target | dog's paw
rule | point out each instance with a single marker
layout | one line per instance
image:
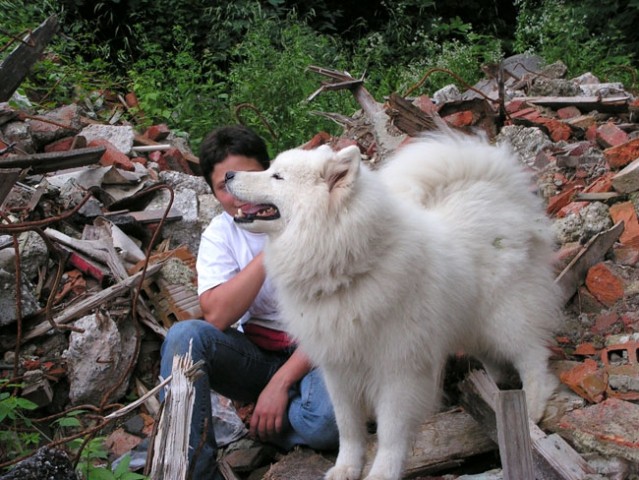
(379, 477)
(343, 472)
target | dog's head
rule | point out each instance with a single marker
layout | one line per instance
(298, 183)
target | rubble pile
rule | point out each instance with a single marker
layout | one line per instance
(100, 225)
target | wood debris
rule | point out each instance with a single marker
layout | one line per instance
(97, 223)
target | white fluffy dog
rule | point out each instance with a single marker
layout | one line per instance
(383, 274)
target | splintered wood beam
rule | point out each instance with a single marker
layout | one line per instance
(52, 161)
(408, 118)
(16, 66)
(553, 457)
(78, 309)
(356, 86)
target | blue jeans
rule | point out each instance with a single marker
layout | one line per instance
(238, 369)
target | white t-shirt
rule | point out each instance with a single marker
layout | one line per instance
(225, 249)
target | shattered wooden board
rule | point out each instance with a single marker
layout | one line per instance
(301, 464)
(445, 438)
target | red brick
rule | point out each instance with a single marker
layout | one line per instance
(587, 380)
(66, 144)
(591, 134)
(585, 349)
(557, 130)
(625, 211)
(609, 427)
(460, 119)
(112, 156)
(604, 285)
(610, 135)
(602, 184)
(621, 155)
(604, 322)
(320, 138)
(568, 112)
(626, 255)
(562, 199)
(158, 132)
(572, 207)
(425, 104)
(173, 159)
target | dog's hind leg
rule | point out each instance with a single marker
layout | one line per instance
(351, 423)
(402, 404)
(538, 381)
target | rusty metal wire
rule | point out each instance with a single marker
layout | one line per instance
(134, 302)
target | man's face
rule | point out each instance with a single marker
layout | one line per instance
(235, 163)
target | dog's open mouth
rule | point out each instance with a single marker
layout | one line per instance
(250, 213)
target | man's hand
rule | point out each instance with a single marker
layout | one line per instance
(271, 406)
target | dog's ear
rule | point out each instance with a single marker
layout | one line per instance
(341, 170)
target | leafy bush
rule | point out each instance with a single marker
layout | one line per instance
(271, 76)
(556, 30)
(176, 89)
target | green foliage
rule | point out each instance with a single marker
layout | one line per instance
(176, 89)
(15, 441)
(463, 58)
(557, 30)
(271, 75)
(93, 464)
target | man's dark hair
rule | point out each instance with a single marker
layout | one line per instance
(231, 140)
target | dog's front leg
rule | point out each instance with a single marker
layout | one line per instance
(351, 423)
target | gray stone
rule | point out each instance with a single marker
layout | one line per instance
(29, 304)
(97, 358)
(526, 142)
(120, 136)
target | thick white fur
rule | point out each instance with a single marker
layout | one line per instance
(383, 274)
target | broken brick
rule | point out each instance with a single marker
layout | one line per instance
(157, 132)
(609, 427)
(572, 207)
(621, 155)
(604, 285)
(625, 211)
(627, 179)
(587, 380)
(610, 135)
(601, 185)
(460, 119)
(604, 322)
(568, 112)
(112, 156)
(562, 199)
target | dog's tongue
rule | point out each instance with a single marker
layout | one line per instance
(250, 209)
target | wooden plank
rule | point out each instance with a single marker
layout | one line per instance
(513, 435)
(16, 66)
(53, 161)
(443, 441)
(76, 310)
(575, 272)
(561, 462)
(584, 103)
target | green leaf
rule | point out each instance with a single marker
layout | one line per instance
(68, 422)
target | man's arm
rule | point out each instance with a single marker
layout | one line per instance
(223, 305)
(272, 404)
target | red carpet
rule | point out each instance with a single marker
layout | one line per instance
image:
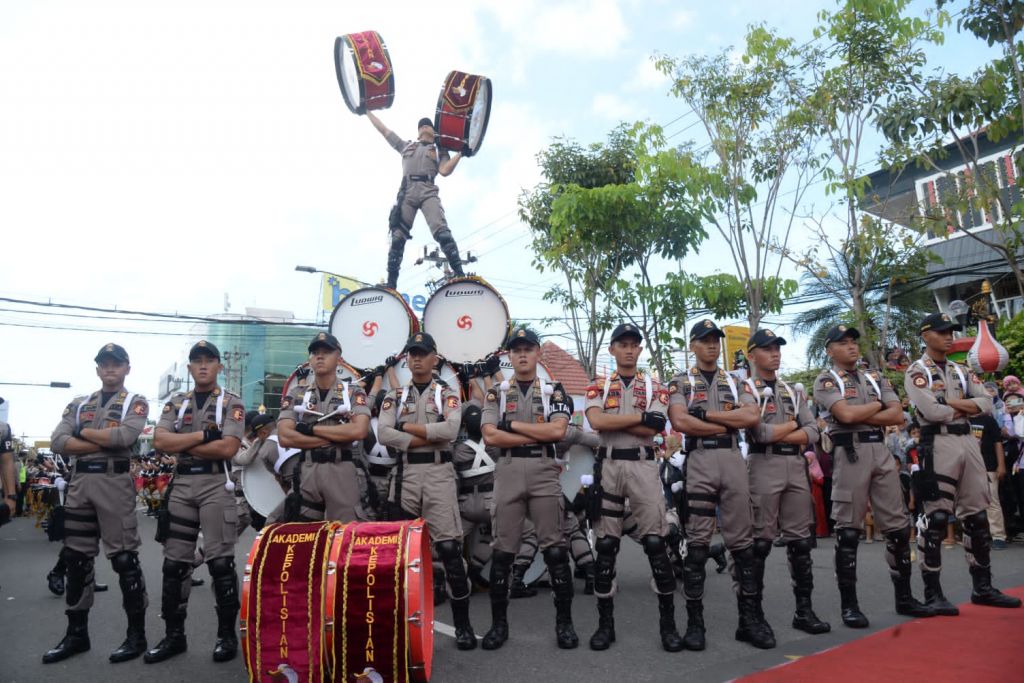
(981, 644)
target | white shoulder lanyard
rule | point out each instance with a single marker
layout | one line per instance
(482, 464)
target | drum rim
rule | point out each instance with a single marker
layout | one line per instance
(479, 281)
(414, 322)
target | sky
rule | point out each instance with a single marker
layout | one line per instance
(173, 157)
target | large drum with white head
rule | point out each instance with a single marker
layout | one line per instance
(372, 324)
(463, 112)
(364, 68)
(468, 318)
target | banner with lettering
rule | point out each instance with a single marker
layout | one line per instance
(283, 605)
(373, 636)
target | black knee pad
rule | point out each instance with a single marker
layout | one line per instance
(606, 545)
(652, 544)
(762, 547)
(556, 555)
(175, 569)
(976, 523)
(449, 550)
(848, 537)
(696, 553)
(124, 561)
(221, 566)
(938, 520)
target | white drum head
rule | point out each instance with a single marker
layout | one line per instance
(261, 488)
(372, 324)
(406, 375)
(581, 462)
(468, 319)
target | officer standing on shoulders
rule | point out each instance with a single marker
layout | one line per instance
(951, 470)
(711, 410)
(323, 419)
(525, 422)
(99, 430)
(628, 409)
(780, 489)
(204, 427)
(421, 420)
(857, 406)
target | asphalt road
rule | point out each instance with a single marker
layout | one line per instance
(32, 621)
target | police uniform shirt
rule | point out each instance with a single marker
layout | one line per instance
(524, 406)
(418, 158)
(197, 418)
(623, 399)
(855, 388)
(316, 401)
(420, 408)
(926, 382)
(103, 412)
(692, 389)
(779, 409)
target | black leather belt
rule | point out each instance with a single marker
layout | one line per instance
(428, 458)
(327, 456)
(845, 439)
(379, 470)
(99, 467)
(526, 452)
(631, 454)
(958, 430)
(208, 467)
(482, 488)
(711, 442)
(776, 449)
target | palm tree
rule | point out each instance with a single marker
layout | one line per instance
(883, 290)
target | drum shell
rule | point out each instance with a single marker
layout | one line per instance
(376, 89)
(329, 599)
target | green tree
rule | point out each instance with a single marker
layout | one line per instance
(752, 112)
(948, 111)
(652, 219)
(585, 266)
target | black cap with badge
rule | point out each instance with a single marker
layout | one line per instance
(522, 336)
(325, 339)
(421, 341)
(112, 351)
(203, 347)
(841, 332)
(763, 338)
(705, 328)
(939, 323)
(626, 330)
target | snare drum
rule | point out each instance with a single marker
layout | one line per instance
(463, 112)
(372, 324)
(365, 74)
(468, 318)
(358, 600)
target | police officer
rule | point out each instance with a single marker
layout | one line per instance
(628, 409)
(525, 421)
(422, 161)
(323, 419)
(710, 408)
(780, 489)
(421, 420)
(99, 430)
(857, 406)
(204, 427)
(952, 470)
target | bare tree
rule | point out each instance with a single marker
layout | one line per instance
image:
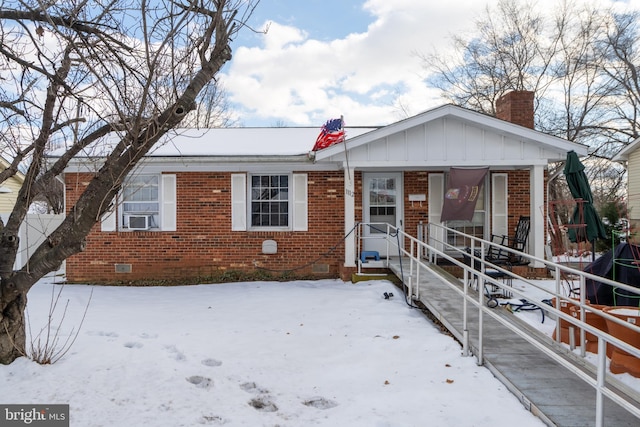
(133, 69)
(508, 51)
(579, 61)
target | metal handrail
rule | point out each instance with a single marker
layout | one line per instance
(427, 249)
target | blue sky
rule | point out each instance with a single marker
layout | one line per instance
(324, 58)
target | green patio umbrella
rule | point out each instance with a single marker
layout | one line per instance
(580, 189)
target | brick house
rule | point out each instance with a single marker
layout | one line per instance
(208, 201)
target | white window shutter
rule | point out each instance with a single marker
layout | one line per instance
(108, 220)
(300, 203)
(238, 202)
(499, 205)
(436, 201)
(168, 217)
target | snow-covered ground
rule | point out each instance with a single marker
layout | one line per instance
(317, 353)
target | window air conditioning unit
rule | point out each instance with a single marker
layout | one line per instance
(138, 222)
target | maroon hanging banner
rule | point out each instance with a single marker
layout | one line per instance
(463, 189)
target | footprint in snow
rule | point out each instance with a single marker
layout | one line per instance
(201, 382)
(320, 403)
(211, 362)
(133, 344)
(251, 387)
(263, 404)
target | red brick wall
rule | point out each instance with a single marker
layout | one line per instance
(204, 245)
(418, 183)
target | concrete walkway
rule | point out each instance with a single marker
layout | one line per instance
(552, 392)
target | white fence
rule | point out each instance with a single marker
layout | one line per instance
(34, 231)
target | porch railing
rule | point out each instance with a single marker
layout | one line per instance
(430, 246)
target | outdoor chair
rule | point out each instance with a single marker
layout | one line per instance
(500, 255)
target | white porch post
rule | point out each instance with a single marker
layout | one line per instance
(349, 217)
(537, 235)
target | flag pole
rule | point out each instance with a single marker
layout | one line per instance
(344, 143)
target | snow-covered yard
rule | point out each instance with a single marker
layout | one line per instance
(324, 353)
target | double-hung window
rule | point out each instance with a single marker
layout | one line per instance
(140, 202)
(146, 202)
(274, 201)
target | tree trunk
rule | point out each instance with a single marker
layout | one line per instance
(12, 325)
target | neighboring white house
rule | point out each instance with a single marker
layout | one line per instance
(9, 189)
(630, 157)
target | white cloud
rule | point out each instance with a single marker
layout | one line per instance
(369, 77)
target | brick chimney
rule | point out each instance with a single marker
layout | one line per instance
(516, 107)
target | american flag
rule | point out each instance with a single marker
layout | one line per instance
(331, 133)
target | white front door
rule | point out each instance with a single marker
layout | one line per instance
(382, 199)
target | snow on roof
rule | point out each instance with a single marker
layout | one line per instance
(274, 141)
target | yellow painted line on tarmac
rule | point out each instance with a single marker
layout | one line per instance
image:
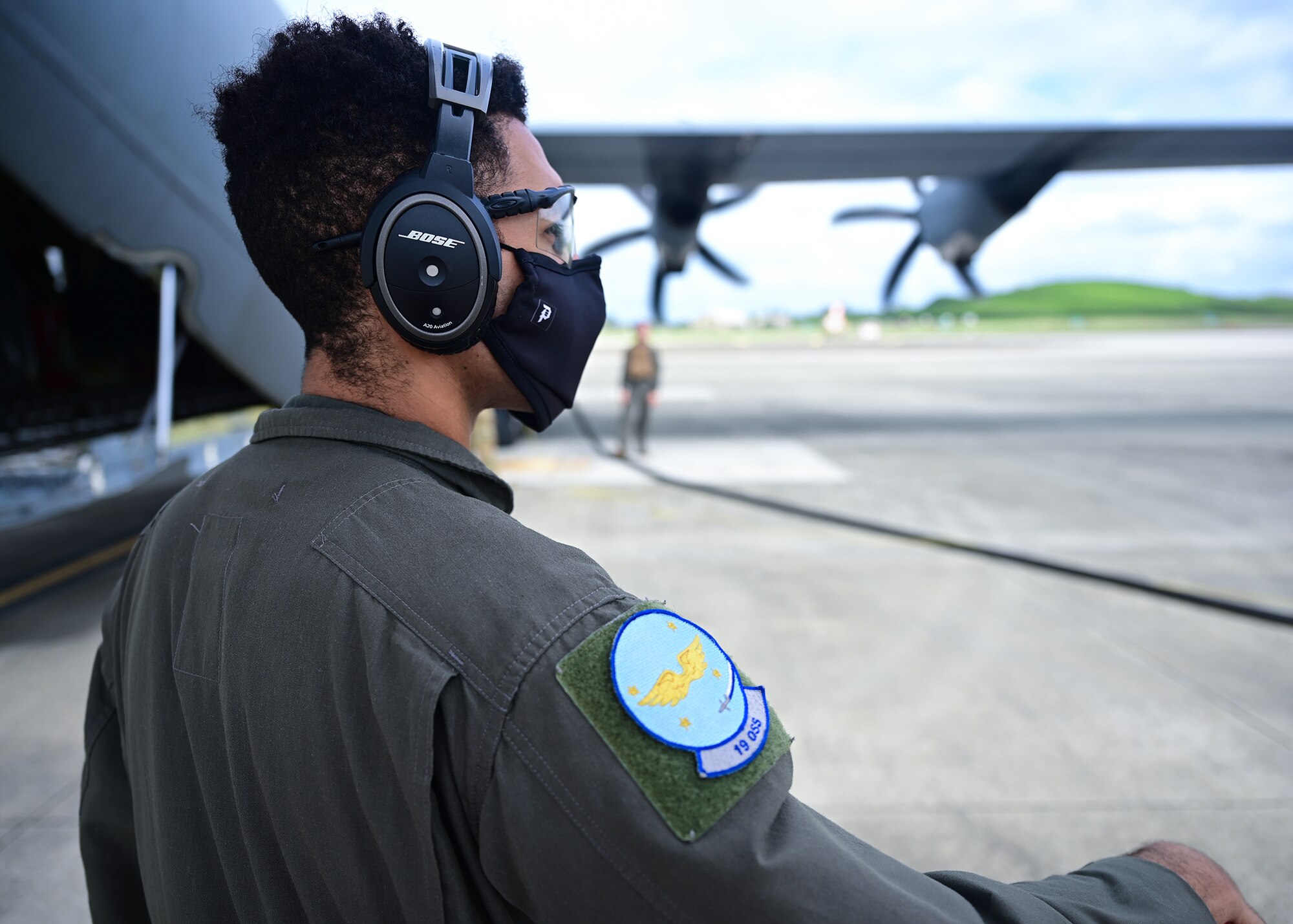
(65, 572)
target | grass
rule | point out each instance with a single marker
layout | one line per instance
(1052, 308)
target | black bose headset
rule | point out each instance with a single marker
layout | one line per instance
(430, 253)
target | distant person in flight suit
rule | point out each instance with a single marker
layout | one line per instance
(642, 378)
(339, 682)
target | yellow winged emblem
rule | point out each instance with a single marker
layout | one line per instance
(673, 685)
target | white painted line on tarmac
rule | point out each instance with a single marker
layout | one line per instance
(725, 462)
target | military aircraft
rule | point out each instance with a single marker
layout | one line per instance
(982, 177)
(103, 152)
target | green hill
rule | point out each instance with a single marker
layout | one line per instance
(1117, 299)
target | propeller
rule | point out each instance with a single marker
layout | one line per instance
(908, 253)
(955, 218)
(676, 241)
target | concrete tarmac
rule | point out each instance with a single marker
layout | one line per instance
(955, 712)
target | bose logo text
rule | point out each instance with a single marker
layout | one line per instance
(433, 239)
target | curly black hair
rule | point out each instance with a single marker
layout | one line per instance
(314, 131)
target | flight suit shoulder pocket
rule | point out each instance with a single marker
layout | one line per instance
(198, 639)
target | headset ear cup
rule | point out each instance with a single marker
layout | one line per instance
(435, 264)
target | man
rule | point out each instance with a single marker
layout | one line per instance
(341, 682)
(642, 377)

Objective:
Quote the entries word for word, starting at the line that contains "target | yellow painted line on tarmac" and ending at the final line of the entries. Leave the pictures out of your answer.

The output:
target | yellow painted line on tarmac
rule | point out each instance with a single marker
layout | one line per instance
image:
(65, 572)
target | grass
rule | point out each instance with a single marker
layout | one line per instance
(1052, 308)
target | black bose headset
rule | point out each instance with a single marker
layout | one line per instance
(430, 253)
target | distant person in flight suit
rule | point out each instance with a single marker
layout | one line per instance
(642, 378)
(339, 682)
target | yellow winged emblem
rule | point out each instance with a single marker
layout | one line per instance
(673, 685)
target | white painted line on tarmac
rule | point out each instance with a single marker
layout | one line per instance
(725, 462)
target | military aircraft
rule | point out each instance with a single marker
layout | one line per instance
(982, 177)
(103, 152)
target | green hill
rule | point out each instance with a single marker
layout | one line per instance
(1117, 299)
target | propeller
rule | point out each instance with a single marker
layout | one line per instance
(908, 253)
(955, 218)
(676, 241)
target | concrete tarmac
rule | point out each instance with a single marker
layout | one line per instance
(955, 712)
target | bose logo text
rule | point out each instance with a single marker
layout | one line per instance
(433, 239)
target | curly black hair
rule | point out each instance with a single marker
layout | one line per instance
(314, 131)
target | flight suit shoulder pocket
rule | point out each instance with a single marker
layout | one line per instance
(198, 639)
target | headset ear cup
rule | point out each instance with a single marker
layout | one line per instance
(435, 264)
target | man
rule | point out each instance with a single marker
layout | one line per instance
(341, 682)
(642, 377)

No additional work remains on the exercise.